Record list:
= = = = = = =

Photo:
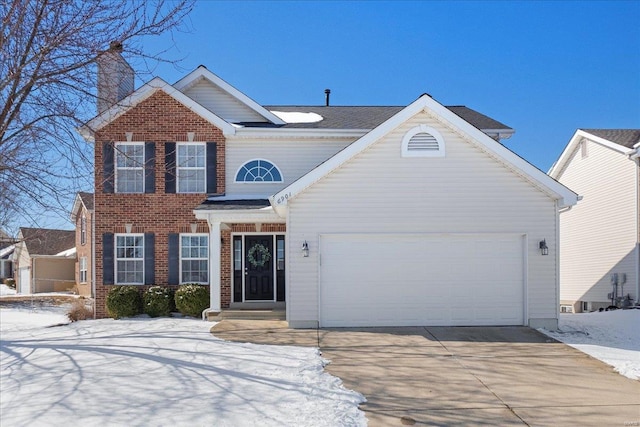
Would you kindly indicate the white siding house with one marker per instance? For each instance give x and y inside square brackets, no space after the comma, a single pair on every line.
[599,237]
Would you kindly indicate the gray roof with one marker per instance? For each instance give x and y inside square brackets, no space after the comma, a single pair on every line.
[625,137]
[367,117]
[44,241]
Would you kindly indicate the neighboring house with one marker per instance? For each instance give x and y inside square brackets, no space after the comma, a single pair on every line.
[45,260]
[346,216]
[7,247]
[82,217]
[599,253]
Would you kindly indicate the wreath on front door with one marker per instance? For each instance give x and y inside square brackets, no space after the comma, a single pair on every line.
[258,255]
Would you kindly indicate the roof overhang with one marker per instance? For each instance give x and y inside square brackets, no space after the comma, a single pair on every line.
[425,103]
[558,167]
[101,120]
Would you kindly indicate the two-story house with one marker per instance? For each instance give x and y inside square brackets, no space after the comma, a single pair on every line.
[369,215]
[599,238]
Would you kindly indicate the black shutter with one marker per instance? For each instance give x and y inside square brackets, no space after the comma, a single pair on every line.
[174,258]
[149,259]
[211,168]
[107,168]
[149,167]
[170,167]
[107,259]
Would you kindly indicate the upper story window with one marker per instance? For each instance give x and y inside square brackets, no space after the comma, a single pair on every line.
[259,170]
[423,141]
[83,229]
[191,167]
[129,167]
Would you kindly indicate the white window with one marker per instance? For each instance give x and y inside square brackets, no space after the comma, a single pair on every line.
[190,168]
[83,269]
[129,167]
[194,258]
[130,259]
[423,141]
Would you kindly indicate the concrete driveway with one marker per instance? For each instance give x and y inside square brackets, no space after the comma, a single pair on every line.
[461,376]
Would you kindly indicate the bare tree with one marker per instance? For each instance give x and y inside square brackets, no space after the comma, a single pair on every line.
[48,50]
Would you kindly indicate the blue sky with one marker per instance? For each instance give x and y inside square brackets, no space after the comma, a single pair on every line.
[543,68]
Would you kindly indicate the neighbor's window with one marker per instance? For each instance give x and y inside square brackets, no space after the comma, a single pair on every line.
[83,269]
[130,259]
[259,170]
[194,258]
[129,167]
[190,168]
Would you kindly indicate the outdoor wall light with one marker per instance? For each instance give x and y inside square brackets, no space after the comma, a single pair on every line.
[544,249]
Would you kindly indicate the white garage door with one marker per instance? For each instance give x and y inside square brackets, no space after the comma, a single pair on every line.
[435,280]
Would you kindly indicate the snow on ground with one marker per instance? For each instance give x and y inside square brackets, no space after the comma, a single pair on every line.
[160,372]
[610,336]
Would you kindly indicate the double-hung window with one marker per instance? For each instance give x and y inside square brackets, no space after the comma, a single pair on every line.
[194,258]
[83,269]
[129,167]
[190,167]
[129,259]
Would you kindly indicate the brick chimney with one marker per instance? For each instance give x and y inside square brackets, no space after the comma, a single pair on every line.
[115,77]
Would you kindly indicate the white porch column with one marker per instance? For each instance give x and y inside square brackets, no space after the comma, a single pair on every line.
[214,265]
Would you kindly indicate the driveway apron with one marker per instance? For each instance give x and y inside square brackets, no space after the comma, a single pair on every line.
[462,376]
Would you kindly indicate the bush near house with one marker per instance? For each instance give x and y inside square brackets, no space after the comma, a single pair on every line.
[158,301]
[123,301]
[192,299]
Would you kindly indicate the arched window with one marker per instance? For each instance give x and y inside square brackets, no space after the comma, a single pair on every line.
[259,170]
[423,141]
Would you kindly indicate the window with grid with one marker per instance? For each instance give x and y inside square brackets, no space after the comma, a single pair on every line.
[129,167]
[83,269]
[194,258]
[190,168]
[130,259]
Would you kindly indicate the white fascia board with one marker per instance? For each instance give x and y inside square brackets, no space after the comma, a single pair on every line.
[273,133]
[203,72]
[559,165]
[145,92]
[425,103]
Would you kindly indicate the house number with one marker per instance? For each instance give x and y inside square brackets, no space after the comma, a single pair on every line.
[283,198]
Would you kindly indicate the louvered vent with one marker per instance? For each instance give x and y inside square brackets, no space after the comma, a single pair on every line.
[423,142]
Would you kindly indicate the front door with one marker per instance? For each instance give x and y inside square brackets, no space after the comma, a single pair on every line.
[258,271]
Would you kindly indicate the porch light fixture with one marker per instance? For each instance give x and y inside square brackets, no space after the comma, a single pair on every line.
[544,249]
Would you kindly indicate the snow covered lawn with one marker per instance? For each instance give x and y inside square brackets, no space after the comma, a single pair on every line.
[610,336]
[160,372]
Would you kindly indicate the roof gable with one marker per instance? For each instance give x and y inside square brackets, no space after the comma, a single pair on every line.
[469,132]
[624,141]
[144,92]
[221,93]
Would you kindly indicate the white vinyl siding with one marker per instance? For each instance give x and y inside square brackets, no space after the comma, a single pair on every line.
[294,158]
[378,191]
[598,235]
[221,103]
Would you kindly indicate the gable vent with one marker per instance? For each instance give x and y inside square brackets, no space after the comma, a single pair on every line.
[423,142]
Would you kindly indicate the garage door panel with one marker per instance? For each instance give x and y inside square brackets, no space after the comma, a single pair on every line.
[404,280]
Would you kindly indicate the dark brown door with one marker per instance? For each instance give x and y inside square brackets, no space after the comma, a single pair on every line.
[258,280]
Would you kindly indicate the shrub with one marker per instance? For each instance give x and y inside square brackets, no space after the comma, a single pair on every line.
[157,301]
[79,311]
[123,301]
[192,299]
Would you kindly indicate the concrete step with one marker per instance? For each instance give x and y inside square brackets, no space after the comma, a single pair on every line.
[268,314]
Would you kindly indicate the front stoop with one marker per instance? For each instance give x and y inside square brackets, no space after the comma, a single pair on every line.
[248,314]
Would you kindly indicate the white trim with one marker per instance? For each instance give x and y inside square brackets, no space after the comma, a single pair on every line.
[406,140]
[88,130]
[558,167]
[203,73]
[425,103]
[235,176]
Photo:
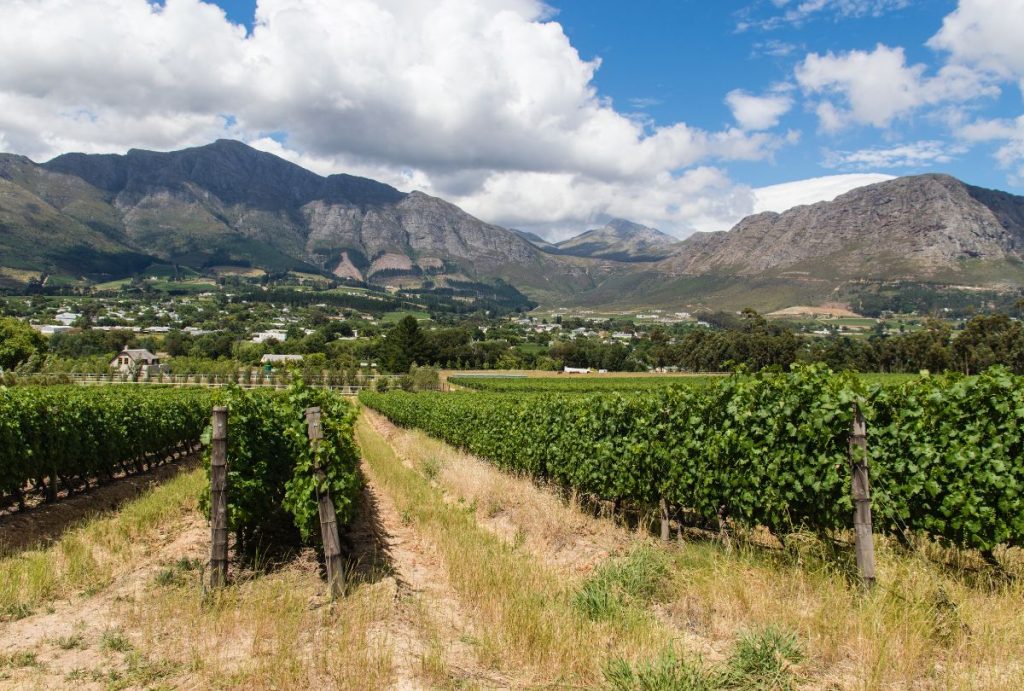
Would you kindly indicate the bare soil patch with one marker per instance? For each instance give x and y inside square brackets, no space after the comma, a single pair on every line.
[44,523]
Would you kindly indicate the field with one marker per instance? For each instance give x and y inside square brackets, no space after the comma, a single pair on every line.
[597,383]
[462,571]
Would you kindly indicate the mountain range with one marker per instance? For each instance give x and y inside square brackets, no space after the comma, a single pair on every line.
[96,216]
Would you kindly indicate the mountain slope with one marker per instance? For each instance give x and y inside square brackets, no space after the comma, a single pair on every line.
[227,203]
[51,222]
[620,241]
[915,228]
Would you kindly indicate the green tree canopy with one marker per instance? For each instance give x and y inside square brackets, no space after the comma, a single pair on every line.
[18,342]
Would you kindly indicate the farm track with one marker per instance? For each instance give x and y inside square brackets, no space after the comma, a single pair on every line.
[430,619]
[68,635]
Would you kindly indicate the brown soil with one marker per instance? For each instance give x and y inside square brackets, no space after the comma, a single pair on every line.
[70,635]
[430,618]
[46,522]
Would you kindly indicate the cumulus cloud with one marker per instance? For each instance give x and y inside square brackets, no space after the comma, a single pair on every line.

= = = = = = =

Given exercise:
Reproduce the full listing faithfully, but do not carry over any pictures.

Final answer:
Photo:
Would you kindly indicate the white siding house with one marker per instance? For each instance give x and y inside square brackets, no space after the comma, a single pair on every line.
[599,237]
Would you kindly indicate the gray roof with one marker per instance? For each instance give x and y inside square brackets, no space after the comma, a single pair on every line.
[625,137]
[367,117]
[44,241]
Would you kindly indicate the neighboring house with one marker per instance? For each instance give x and y inside square brackets, no space after the comma, a single pair on every line.
[45,260]
[346,216]
[7,247]
[82,217]
[599,253]
Would you kindly indicate the wreath on front door with one marker per instance? For each instance give x and y inside square brackets, no space after the comma, a single pair on every line.
[258,255]
Would you kindly indicate the roof overhang with one marker per instance? For each instance give x and y inside square brackets, no space after the comma, a single pair on every line.
[425,103]
[558,167]
[101,120]
Would you kindly indicate the two-story house with one marker per instance? For each instance give x and y inside square brackets, no space after the comma, a single pair on every line.
[369,215]
[599,238]
Would you kindly indicate the black shutter with one marker per instance? For each instance give x and y inside square brackets, no space after the comma, a single pair on every line.
[174,258]
[149,259]
[211,168]
[107,168]
[149,167]
[170,167]
[107,259]
Would you kindly indicate the upper story window with one marker per instance? For each instance give x and y inside square brackets, no space after the comma, a single pair on every line.
[259,170]
[423,141]
[83,229]
[191,167]
[129,167]
Would you kindly indicate the white window with one marker per instance? For each instance give x and y inside square brackets, no space after the comma, a single pair on every line.
[190,168]
[83,269]
[129,167]
[194,258]
[130,259]
[423,141]
Would you kindly indicate the concrete driveway with one marker per instance? For each instance give x and y inside square brackets, no space after the comma, a single pair on every line.
[461,376]
Would you kindly indicate the bare tree with one marker per instance? For each instance give x and y inside square brackets, no space after the comma, a single pair on every line.
[48,50]
Would you kindly indicate the blue sky with one marker per instance? For each instance give x and y inside square brackets, no space after the comma, a single pair on every line.
[543,68]
Would you kindly indicate the neighbor's window with one marker per instance? For each instance give x and y inside square brackets, no space after the comma, a single pair on every line.
[83,269]
[130,259]
[259,170]
[194,258]
[129,167]
[190,168]
Would you kindly indicate the outdoor wall light with one marker per instance? For each instance give x and y inside square brackets, no space after the comma, a single pair on every line.
[544,249]
Would you kindly indicate the white garage door with one marker per instance? For each instance give x and y inside square brackets, no space after the comma, a single pair on every line.
[435,280]
Would you kindly indicate the snow on ground with one marker per instance? For each instance give x and y inside square brackets, no space after the comma, a single pair on every line.
[160,372]
[610,336]
Would you kindly indicate the double-hung window with one marker per instance? For each instance give x and y inside square brackets, no space after the comma, a single pair on every line.
[194,258]
[83,269]
[129,167]
[190,167]
[129,259]
Would you kindly indicate the brick chimney with one marker per instance? For each instance give x and y inside square brackets, no space after the comma, a single pair on every line.
[115,77]
Would you kindly indicate the white porch column with one marker per instance? For each instance give x and y inside square brackets, no space after the comma, a single pair on every line.
[214,265]
Would you kindly indicate the driveway apron with one marker per instance? For each instance give x and y inside square brackets, no space after the comma, a single pair on every line.
[462,376]
Would you kindly indicate the bush near house with one marker per instance? For each instance give x and y inside square brackets, no space after the comma, a single pair on every line.
[158,301]
[123,301]
[192,299]
Would you kindly indicate the arched window with one marker per instance? For each instance give x and y inside square brackets, no space after the comma, a single pair on every line.
[259,170]
[423,141]
Would you kindly indicate the window with grid with one marker per instance? For each instance give x and y inside square brackets, no space after the comma, a single pair on every line.
[129,167]
[83,269]
[194,258]
[190,168]
[130,259]
Would you kindly indicate the white fascia board with one marker per instance? For each instance give x and y inside square brackets, no space after the comma, a single pair on every line.
[273,133]
[203,72]
[559,165]
[145,92]
[425,103]
Would you kindly indicate the house number with one marker per instance? For each instance give x and y inside square brackets, no space after the comma, a single pair on every line.
[283,198]
Would you kindly indicate the louvered vent with one marker per instance? For each instance give x and y inside square brackets, no space after the comma, a single pair on every line.
[423,142]
Would you kindly indicate the front door with one marker per instance? For each instance give x and y inside square brackets, no space after the comma, a single pair on every line.
[258,271]
Would you kindly indicate the porch light fixture with one marker per instance? For each instance give x and y inside square brackets, no space after the comma, a single pair on every line.
[544,249]
Would you kindly indicate the snow covered lawn with one marker per instance? For each instance give x and y inside square brackets, no space after the comma, a single pair on every line.
[610,336]
[160,372]
Would you kindly indicate the roof gable with one marker per instance? For each instance give x and y inside square brackets, no space after the comma, a single pair on every line.
[469,132]
[624,141]
[144,92]
[221,93]
Would you kindly indicate the white vinyl siding with one marker per instance? For each instance give x and y inside square brackets, no space after the comma, a single pair on every line.
[294,158]
[378,191]
[598,235]
[221,103]
Would you kindly indicate the gable vent with one marker per instance? For each instance give x and y inside square brackets, no space after the comma, a single pair on every line.
[423,142]
Would you kindly indicate the garage door panel with one marker per instance? For each instance give x and y inside square brackets, no space after the comma, a single pair on every line.
[404,280]
Would you kindly indicate the dark brown door with one marker per instance? For each instance give x and y inside square brackets, no space after the comma, a single pair on every line.
[258,280]
Would you kindly indicate the shrub with one marker per instance? For each instance give x and y inside square brackets, no space after the comma, a single pair on every line.
[157,301]
[79,311]
[123,301]
[192,299]
Would you kindly indicate the concrete step with one marker per instance? For each instance give x and y inside square brackets, no space after the comma, a single pair on every line.
[268,314]
Would you kindly indicate the front stoop with one marker per instance? For each instance give x and y inside square brackets, no space after the comma, a single pair on every line.
[248,314]
Would you kindly indicate the white trim with one marker per instance? For each instance give x and y inside square brackets, no space after the comma, a single pair on every line.
[406,140]
[88,130]
[558,167]
[203,73]
[425,103]
[235,176]
Photo:
Would you kindly indicate the bare soil patch with one marker per instance? For each instance give x and y inside square brackets, no space after the comma, a single pair on every line.
[44,523]
Would you kindly indicate the field with one marker per instance? For each instance give x and y inside square brackets, no space after the comma, a single pair on every line.
[597,383]
[462,571]
Would you kindly indicate the mountain range with one marker per instance? For each instance give x and y inside square brackets, no space after the comma, a single pair on every line.
[96,216]
Would you kindly indicate the mountain slope with one marker per instance? For each instance give x and y inside square brackets, no space after the comma, a single pair on every line.
[227,203]
[51,222]
[620,241]
[915,228]
Would you kindly indicate the green tree canopy with one marker per instance? For each instance give x and y inside square brackets, no space after the comma, a single pair on every line.
[18,342]
Would you kindly indicate the farm track with one marker per instance? For each instance give x and y inside square brackets, no space after the comma, a single pair on every line.
[430,619]
[68,635]
Would you kindly indicate the brown soil with one marker per instance? For each instance give x and y inside square brackets, no space after the comma, a single pair on every line.
[70,635]
[430,618]
[46,522]
Would you kindly indicate the cumulus cloud with one marker per instance? For each instance give x and y inside square brackets, no space after the comma, a single pair on every line.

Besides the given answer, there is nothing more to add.